:: Challenges ::
1 > In the court opinion excerpt, how many of the four cited cases contain language explicitly indicating that the State Supreme Court performed harmless-error analysis?
2 > Return the part of the court opinion excerpt from "30 The State" up to and including "result is ambiguity.".
==== Source excerpt
Not only does the State Supreme Court's opinion fail so much as to mention
"harmless error," see Yates v. Evatt, 500 U.S. ----, ----, 111 S.Ct. 1884, 1893-
1894, 114 L.Ed.2d 432 (1991), but the quoted sentences numbered one and five
expressly refer to the quite different enquiry whether Sochor's sentence was proportional.
30 The State tries to counter this deficiency by arguing that the four cases cited
following the fourth sentence of the quoted passage were harmless-error cases,
citation to which was a shorthand signal that the court had reviewed this record
for harmless error as well. But the citations come up short. Only one of the four
cases contains language giving an explicit indication that the State Supreme
Court had performed harmless-error analysis. See Holton v. State, 573 So.2d284, 293 (Fla.1990) ("We find the error was harmless beyond a reasonable
doubt"). The other three simply do not, and the result is ambiguity.
========
==== Dataset content
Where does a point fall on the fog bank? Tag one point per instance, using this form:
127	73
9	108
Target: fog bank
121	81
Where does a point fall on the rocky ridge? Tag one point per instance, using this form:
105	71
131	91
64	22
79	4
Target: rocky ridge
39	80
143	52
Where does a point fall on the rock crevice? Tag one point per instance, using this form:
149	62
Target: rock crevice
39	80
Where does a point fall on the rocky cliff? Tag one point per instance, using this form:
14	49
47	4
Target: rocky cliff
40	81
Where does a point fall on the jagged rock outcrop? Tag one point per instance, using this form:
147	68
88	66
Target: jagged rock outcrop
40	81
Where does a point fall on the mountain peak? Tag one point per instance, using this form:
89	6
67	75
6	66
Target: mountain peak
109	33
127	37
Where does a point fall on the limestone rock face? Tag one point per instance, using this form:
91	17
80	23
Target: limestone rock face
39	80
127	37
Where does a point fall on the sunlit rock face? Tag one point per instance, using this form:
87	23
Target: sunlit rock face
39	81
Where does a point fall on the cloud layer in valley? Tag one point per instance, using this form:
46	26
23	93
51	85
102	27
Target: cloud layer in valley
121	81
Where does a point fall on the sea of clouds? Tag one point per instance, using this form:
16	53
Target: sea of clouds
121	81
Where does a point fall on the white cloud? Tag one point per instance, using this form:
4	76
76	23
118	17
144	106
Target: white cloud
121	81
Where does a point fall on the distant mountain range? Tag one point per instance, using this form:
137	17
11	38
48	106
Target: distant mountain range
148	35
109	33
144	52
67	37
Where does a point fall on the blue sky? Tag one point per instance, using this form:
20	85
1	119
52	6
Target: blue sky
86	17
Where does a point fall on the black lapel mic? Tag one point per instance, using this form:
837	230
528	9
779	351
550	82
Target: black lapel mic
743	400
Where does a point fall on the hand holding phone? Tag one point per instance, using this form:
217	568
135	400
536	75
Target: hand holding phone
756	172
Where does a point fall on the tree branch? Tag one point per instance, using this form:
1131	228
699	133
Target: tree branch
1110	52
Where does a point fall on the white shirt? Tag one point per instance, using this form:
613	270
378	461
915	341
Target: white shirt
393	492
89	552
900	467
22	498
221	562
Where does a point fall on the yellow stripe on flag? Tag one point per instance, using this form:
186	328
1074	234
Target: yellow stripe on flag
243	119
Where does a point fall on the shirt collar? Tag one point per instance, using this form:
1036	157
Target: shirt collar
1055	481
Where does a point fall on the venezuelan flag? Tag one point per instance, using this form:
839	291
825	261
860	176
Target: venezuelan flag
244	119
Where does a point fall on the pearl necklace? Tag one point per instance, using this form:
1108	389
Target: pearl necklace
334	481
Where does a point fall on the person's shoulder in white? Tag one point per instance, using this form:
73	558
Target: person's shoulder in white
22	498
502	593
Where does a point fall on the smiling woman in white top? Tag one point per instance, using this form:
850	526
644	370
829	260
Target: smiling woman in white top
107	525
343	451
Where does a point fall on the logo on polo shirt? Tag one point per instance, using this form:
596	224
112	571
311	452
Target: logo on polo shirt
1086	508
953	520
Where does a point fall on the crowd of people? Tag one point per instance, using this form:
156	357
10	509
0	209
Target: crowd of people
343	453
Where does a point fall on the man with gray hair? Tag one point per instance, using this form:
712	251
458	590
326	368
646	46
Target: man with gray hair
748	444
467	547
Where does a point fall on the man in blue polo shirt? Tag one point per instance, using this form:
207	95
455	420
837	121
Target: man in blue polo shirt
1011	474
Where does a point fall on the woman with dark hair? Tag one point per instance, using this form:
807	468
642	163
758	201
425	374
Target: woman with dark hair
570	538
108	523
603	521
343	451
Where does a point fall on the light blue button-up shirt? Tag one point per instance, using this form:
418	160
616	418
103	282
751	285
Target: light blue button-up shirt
========
:: In response ::
1 > Only one of the four.

2 >
30 The State tries to counter this deficiency by arguing that the four cases cited
following the fourth sentence of the quoted passage were harmless-error cases,
citation to which was a shorthand signal that the court had reviewed this record
for harmless error as well. But the citations come up short. Only one of the four
cases contains language giving an explicit indication that the State Supreme
Court had performed harmless-error analysis. See Holton v. State, 573 So.2d284, 293 (Fla.1990) ("We find the error was harmless beyond a reasonable
doubt"). The other three simply do not, and the result is ambiguity.